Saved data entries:

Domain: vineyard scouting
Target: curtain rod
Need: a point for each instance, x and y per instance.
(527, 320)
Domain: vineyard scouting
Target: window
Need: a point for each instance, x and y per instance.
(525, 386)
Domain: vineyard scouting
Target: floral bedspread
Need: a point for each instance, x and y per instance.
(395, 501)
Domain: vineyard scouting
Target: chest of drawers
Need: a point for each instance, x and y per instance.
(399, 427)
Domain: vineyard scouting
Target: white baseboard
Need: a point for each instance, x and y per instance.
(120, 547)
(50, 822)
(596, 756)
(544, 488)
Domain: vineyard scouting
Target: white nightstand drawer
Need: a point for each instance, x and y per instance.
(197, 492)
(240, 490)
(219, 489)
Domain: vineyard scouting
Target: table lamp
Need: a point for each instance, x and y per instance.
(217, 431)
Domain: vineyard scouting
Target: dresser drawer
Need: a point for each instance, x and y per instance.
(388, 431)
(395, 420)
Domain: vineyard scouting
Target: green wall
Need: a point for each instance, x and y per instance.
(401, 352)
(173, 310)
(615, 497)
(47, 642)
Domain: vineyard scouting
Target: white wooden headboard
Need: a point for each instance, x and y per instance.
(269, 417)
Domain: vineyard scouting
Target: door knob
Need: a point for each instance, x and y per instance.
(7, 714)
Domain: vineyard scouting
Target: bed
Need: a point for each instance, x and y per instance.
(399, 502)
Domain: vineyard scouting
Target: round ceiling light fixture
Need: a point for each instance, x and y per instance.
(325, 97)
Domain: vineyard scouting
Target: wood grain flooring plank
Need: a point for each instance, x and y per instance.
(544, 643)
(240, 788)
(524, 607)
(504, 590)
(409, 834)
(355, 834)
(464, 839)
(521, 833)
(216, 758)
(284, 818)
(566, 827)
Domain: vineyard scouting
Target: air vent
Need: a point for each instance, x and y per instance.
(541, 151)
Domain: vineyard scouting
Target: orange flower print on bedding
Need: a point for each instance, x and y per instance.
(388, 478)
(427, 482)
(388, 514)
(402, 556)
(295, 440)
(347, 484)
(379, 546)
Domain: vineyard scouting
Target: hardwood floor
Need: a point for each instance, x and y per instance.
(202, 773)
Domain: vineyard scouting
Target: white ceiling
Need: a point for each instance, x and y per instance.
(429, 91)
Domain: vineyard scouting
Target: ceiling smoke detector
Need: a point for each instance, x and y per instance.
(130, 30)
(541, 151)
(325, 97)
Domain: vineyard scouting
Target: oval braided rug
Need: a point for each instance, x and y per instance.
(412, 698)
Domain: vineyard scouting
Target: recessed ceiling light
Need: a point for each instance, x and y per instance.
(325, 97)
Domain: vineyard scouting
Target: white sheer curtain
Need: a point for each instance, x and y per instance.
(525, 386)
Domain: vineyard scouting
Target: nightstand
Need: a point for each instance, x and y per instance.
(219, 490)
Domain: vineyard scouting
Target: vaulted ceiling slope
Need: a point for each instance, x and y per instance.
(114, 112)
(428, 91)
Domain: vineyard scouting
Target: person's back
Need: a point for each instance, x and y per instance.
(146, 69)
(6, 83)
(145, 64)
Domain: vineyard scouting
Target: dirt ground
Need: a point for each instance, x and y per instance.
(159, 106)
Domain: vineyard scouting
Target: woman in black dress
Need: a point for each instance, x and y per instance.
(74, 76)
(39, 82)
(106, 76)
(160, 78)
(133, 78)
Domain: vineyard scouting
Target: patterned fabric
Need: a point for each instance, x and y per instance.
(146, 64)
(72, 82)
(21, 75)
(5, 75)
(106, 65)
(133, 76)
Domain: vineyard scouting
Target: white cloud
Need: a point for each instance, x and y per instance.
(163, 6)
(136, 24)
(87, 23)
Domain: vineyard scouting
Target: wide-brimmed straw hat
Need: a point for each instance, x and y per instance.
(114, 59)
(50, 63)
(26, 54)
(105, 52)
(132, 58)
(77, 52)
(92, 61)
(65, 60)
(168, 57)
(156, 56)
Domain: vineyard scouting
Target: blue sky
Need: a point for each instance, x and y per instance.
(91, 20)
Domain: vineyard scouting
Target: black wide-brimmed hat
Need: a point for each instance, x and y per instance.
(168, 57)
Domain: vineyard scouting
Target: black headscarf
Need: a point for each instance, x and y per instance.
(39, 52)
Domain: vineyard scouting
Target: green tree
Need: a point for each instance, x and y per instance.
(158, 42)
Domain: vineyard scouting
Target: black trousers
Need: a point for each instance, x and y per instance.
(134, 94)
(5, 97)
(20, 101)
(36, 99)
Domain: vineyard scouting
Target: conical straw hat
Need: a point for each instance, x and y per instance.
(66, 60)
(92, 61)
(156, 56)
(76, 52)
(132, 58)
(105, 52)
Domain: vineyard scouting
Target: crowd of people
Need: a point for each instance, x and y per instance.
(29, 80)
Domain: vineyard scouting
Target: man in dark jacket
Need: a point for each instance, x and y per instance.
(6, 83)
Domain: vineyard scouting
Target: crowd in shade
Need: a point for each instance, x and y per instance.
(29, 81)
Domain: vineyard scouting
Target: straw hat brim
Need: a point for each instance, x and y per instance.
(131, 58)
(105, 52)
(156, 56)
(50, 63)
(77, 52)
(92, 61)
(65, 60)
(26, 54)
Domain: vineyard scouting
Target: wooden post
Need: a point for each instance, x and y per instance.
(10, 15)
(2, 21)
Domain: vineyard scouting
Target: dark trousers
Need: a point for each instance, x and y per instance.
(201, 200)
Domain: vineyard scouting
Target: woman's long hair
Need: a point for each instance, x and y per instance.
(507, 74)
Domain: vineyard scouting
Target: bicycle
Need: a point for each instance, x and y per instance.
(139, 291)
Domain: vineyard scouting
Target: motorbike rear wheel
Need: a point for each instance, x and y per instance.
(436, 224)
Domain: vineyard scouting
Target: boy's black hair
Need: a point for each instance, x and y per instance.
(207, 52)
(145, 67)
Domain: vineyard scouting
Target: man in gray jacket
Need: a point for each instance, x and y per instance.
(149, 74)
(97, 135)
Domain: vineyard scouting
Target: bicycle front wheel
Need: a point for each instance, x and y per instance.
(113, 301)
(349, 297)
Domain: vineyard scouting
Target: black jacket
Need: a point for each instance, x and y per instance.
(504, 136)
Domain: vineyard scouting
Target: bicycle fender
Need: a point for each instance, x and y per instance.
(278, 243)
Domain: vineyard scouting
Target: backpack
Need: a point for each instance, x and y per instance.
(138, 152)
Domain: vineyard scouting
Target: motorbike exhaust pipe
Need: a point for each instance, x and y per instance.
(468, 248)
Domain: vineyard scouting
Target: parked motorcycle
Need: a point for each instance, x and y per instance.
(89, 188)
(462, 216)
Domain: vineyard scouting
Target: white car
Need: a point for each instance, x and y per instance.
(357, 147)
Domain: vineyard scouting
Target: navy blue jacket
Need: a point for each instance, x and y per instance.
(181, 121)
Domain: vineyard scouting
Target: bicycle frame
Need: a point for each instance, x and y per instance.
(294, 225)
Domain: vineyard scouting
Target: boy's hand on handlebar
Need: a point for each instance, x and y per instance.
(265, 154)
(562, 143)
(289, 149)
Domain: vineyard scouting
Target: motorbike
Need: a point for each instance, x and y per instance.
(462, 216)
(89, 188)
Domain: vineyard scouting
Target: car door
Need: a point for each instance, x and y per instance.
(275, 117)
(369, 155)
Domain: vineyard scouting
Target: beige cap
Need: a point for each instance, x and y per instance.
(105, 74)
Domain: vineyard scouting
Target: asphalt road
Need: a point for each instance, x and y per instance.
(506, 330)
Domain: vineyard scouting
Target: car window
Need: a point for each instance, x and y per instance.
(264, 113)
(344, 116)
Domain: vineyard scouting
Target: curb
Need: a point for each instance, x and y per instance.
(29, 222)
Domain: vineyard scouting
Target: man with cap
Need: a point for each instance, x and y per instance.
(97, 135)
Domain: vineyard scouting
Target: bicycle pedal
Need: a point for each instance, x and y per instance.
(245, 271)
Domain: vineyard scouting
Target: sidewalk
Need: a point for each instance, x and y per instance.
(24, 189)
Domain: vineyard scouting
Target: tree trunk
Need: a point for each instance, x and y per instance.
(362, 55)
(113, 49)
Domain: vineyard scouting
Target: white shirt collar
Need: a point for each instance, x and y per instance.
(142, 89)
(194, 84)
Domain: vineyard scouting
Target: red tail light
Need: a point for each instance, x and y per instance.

▶ Problem details:
All lines above in which the word "curtain" occurs should be identified and copied.

▶ Completed task:
Target: curtain rod
Target: white sheer curtain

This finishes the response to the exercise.